## Exercise task
Starting at the line that holds "snow-covered tree on this basis.", copy every line exactly through the end of the data, and no others.

## Listed entries
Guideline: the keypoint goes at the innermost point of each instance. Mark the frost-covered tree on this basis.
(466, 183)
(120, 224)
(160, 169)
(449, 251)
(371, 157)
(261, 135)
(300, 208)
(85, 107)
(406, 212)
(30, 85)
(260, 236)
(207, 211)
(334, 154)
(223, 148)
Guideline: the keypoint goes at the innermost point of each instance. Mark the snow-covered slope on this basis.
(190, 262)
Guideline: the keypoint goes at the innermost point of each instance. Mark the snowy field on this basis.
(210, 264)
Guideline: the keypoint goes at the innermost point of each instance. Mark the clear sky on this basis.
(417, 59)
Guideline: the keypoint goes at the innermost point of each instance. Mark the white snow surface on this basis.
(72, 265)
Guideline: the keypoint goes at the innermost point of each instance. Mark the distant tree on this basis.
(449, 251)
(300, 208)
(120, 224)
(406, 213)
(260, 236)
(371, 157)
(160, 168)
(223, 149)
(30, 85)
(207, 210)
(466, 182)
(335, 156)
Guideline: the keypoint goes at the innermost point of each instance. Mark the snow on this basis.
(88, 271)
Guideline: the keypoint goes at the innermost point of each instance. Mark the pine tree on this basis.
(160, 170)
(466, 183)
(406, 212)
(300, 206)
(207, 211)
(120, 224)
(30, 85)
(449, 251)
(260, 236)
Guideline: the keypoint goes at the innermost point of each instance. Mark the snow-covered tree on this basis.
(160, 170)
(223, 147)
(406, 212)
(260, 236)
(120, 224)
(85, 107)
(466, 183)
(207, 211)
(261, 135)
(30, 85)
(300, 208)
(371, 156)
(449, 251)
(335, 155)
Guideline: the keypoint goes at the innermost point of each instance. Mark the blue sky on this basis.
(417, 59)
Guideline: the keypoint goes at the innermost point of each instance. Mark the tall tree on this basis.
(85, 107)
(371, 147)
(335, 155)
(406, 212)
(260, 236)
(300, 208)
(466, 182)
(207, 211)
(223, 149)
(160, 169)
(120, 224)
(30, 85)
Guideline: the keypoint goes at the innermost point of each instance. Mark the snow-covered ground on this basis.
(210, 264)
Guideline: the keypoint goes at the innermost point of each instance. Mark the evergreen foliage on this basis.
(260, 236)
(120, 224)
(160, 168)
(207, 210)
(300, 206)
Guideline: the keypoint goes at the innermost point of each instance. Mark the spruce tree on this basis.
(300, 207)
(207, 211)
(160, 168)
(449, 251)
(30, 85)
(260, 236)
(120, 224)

## Worked solution
Guideline: the keypoint goes at the innermost point of each instance. Mark the snow-covered tree on this basis.
(160, 170)
(223, 147)
(406, 212)
(260, 236)
(120, 224)
(85, 107)
(466, 183)
(207, 211)
(261, 135)
(30, 85)
(300, 208)
(371, 156)
(449, 251)
(335, 155)
Guideline: the keypoint goes at the innermost point of each instance. Mark the blue sky on this basis.
(417, 59)
Guideline: the keypoint goes at the innermost point of each instance. Mark the tall tree on this basis.
(85, 107)
(371, 147)
(335, 155)
(406, 212)
(260, 236)
(300, 208)
(466, 182)
(207, 211)
(223, 149)
(160, 169)
(120, 224)
(30, 85)
Guideline: the keypoint goes at the innermost point of each instance. Mark the snow-covered ground on this basis.
(210, 264)
Guideline: the keypoint goes at the innermost point of each instance. Mark the evergreen foliage on this basis.
(260, 236)
(120, 224)
(160, 168)
(207, 210)
(300, 206)
Guideline: the keypoint goes at the innermost point of each instance. Mark the spruce tree on this basis.
(300, 207)
(207, 211)
(160, 168)
(449, 251)
(30, 85)
(260, 236)
(120, 224)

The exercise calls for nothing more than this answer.